### 取り組む課題
**A.** 以下の『ドグラ・マグラ』の読み方についての文章から、「なのでここからが本題で」で始まる段落を選び、主な事実を残した短い箇条書きに書き直してください。
**B.** 以下の一覧から、「backpack」という文字列を含む行をすべて書き出してください。

### 提示された文章
++++++

僕の危惧はというと、もっかい同じように普通に先頭から終わりに向けて読み列ねたところで、結局また同じような雑なドグラーズハイに酔っ払って終わりになってしまうんじゃねぇかなっていうことですね。ちなみに僕が今までに罹患したラーズハイ系の症状でいうと一番ひどかったのがドリラーズハイで、ミスタードリラーっていう名作ゲームがナムコから出てるんですけど、もう街中の石畳が全部ミスタードリラーのブロックに見えててヤバかったんですけど、これ余談なうえに特にボケてるところがなかったのでただの「唐突な報告」でしかなかったのでヤバさがすごい。ヤバさがすごい。まぁ、俺が言いたいのは「ちょっと読み方を考えて読まないとドグラ・マグラ何回読んだって仕方ないぞ」ってことです。

なのでここからが本題で(ここまで2500字らしいです)、ドグラ・マグラを読み込むにはたぶん表紙からケツに向けて読むだけじゃしんどいぞと思うので勘でちょっと違う読み方を提唱するわけですけれども、僕自身は一回読み果せた人なのでもしこの本を未読で今読んでるこのエントリをキッカケに『ドグラ・マグラ』読んでみようかしらんって方がもしもいるのであれば、この作品って青空文庫で全部読める作品なので、そういう方はそこそこむっちゃ早いスピードで1時間くらいのえらいザックリ過ぎる短い時間でとりあえずガンガン読み飛ばして最初っから最後までザッと読んじゃいましょうってのをオススメします。それで大体「超頑張ってとりあえず一回は読んだ」の俺と同じ感じになります。つまり俺そのレベルでしか読めてない自覚がある。で、ここからするのはそこからの話、二回目以降の読み方の話、俺がこれから読む読み方の話、つまりは読書計画の話になります。

++++++

### 表示データ
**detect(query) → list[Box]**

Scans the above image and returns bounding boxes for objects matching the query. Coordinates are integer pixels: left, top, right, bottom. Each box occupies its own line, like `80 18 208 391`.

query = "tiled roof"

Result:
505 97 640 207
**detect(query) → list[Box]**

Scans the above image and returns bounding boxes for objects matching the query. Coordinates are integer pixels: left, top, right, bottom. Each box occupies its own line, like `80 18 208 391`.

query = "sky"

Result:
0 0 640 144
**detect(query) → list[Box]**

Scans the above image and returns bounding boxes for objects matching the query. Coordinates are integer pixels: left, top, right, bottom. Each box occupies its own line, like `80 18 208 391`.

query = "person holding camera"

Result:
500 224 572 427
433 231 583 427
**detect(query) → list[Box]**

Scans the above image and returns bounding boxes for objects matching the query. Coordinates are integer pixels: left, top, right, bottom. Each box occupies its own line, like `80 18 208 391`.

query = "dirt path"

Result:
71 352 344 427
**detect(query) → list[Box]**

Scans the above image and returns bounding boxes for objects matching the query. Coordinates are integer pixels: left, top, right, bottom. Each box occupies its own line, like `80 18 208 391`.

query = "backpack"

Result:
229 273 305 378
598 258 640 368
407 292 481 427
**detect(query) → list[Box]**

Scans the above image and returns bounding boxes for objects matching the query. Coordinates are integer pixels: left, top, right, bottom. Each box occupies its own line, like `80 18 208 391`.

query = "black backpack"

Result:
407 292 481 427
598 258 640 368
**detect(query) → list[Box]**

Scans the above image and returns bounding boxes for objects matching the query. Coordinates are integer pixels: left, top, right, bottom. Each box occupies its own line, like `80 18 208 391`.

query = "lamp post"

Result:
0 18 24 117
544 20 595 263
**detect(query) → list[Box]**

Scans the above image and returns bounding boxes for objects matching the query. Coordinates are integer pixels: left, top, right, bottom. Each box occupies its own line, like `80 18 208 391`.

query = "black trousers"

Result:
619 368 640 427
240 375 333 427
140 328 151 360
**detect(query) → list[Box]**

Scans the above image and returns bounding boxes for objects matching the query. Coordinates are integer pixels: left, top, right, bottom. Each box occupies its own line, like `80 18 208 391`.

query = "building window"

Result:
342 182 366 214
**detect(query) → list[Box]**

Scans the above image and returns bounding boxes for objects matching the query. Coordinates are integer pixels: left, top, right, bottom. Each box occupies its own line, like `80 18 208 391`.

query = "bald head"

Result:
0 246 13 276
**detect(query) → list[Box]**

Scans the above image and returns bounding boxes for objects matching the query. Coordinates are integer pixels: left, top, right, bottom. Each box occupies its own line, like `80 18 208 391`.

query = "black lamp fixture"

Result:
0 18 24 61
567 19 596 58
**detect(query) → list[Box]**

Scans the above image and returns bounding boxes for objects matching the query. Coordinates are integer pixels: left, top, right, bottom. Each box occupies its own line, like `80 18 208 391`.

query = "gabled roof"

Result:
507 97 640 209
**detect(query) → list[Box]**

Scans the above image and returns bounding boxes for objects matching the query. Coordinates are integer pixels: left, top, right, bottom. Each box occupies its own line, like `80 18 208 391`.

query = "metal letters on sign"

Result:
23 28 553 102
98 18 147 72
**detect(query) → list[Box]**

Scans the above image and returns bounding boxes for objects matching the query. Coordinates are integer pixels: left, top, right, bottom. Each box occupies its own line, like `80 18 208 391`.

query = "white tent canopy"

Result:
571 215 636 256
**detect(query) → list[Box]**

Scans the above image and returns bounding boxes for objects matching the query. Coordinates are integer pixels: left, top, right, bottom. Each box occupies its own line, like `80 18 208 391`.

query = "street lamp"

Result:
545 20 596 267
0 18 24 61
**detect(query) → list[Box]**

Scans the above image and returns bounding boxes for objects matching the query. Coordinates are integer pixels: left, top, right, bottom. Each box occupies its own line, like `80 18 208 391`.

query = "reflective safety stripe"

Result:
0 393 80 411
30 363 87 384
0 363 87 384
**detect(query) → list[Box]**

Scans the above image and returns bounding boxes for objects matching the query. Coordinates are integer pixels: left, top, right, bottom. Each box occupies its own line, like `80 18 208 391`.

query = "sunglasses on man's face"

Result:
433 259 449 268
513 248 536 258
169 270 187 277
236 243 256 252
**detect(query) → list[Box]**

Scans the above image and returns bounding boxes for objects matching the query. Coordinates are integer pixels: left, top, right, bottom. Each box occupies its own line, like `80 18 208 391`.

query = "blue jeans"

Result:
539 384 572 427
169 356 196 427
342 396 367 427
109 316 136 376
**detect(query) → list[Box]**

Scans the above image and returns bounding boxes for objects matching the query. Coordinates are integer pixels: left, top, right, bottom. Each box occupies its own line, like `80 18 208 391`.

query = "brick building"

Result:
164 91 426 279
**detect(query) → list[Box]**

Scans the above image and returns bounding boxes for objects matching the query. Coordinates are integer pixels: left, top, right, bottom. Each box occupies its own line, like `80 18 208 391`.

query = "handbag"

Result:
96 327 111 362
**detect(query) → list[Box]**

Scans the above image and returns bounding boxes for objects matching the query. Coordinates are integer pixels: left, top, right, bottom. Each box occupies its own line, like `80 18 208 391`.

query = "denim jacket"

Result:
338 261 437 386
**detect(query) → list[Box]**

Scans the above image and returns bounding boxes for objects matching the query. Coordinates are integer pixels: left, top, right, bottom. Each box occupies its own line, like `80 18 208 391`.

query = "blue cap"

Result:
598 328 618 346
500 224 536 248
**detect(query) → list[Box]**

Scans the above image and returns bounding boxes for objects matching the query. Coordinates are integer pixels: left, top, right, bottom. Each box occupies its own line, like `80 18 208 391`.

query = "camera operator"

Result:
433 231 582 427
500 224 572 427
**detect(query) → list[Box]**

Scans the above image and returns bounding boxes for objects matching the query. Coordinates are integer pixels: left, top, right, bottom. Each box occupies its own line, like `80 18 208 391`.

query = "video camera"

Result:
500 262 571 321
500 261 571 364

++++++

### 解答は以下
**A.**
- ここからが本題で、ここまでで約2500字になる。
- 表紙から最後まで読むだけでは読み込むのがしんどいと思うので、勘で別の読み方を提唱する。
- 筆者は一度読み終えている。
- 未読でこのエントリをきっかけに読もうと思った人は、青空文庫で全部読めるので、まず1時間くらいでざっと読み飛ばし、最初から最後まで通読することを勧める。
- そうすれば「とりあえず一回は読んだ」筆者と同じくらいになり、筆者自身もそのレベルでしか読めていない自覚がある。
- この先は二回目以降の読み方、つまり筆者の読書計画の話になる。

**B.**
query = "backpack"
query = "black backpack"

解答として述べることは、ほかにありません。